> **WORK ITEM**:
Return only those lines of the material that contain "tree".

====

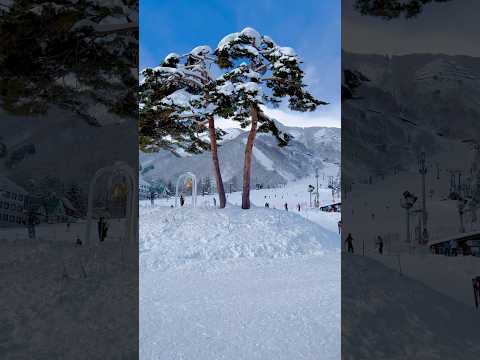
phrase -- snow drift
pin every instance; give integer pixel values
(175, 236)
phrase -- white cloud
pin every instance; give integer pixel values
(324, 116)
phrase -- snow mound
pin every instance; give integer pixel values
(175, 236)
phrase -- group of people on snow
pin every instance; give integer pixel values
(349, 242)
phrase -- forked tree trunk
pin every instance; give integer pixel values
(216, 163)
(247, 166)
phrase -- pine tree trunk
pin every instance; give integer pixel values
(216, 163)
(247, 166)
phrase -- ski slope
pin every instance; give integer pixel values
(425, 324)
(238, 284)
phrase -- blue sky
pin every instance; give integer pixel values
(311, 27)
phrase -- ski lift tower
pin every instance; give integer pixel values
(407, 203)
(423, 172)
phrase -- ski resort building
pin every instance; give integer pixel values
(13, 199)
(336, 207)
(462, 244)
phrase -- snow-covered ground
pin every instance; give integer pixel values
(386, 315)
(57, 298)
(240, 284)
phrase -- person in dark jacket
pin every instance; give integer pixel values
(380, 244)
(349, 242)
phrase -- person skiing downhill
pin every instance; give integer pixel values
(152, 198)
(380, 244)
(349, 241)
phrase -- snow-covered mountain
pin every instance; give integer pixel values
(418, 102)
(62, 146)
(311, 147)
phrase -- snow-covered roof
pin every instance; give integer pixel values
(8, 185)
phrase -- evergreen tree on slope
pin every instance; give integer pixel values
(257, 72)
(175, 111)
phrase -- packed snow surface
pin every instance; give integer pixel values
(237, 284)
(219, 234)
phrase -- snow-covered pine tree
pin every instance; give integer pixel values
(77, 197)
(175, 111)
(258, 72)
(76, 55)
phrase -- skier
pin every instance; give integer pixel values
(476, 290)
(349, 241)
(102, 229)
(380, 244)
(152, 198)
(453, 247)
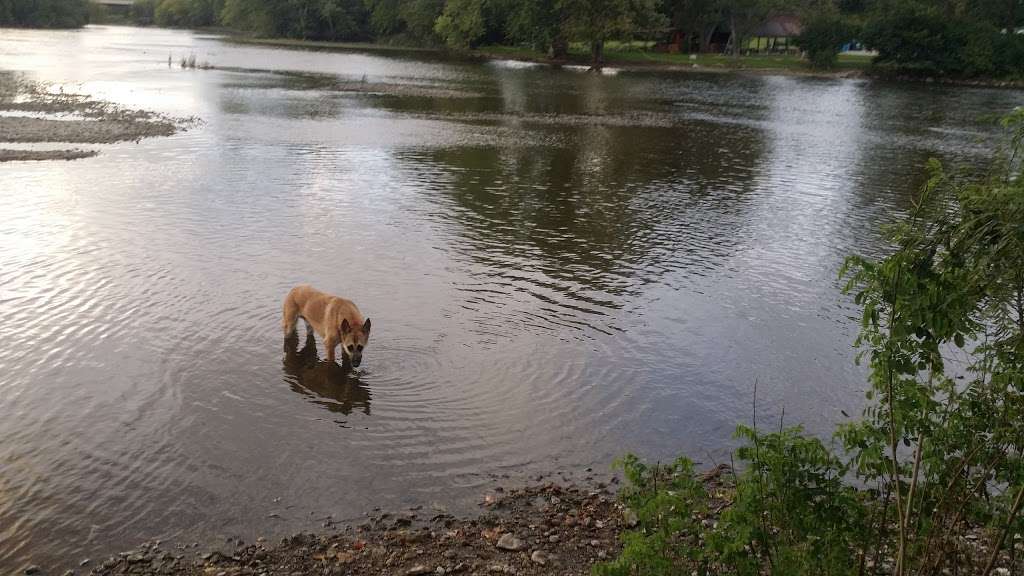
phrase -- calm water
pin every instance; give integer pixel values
(559, 268)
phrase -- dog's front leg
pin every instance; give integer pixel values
(330, 342)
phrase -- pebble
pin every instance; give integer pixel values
(509, 542)
(540, 557)
(630, 519)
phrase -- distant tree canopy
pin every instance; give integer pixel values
(44, 13)
(950, 38)
(960, 38)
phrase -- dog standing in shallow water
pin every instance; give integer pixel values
(336, 320)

====

> **EXERCISE RESPONSE**:
phrase -- forked tree trunk
phrase -- pine tree trunk
phrase -- evergreen tree on slope
phrase -- snow-covered pine tree
phrase -- distant tree canopy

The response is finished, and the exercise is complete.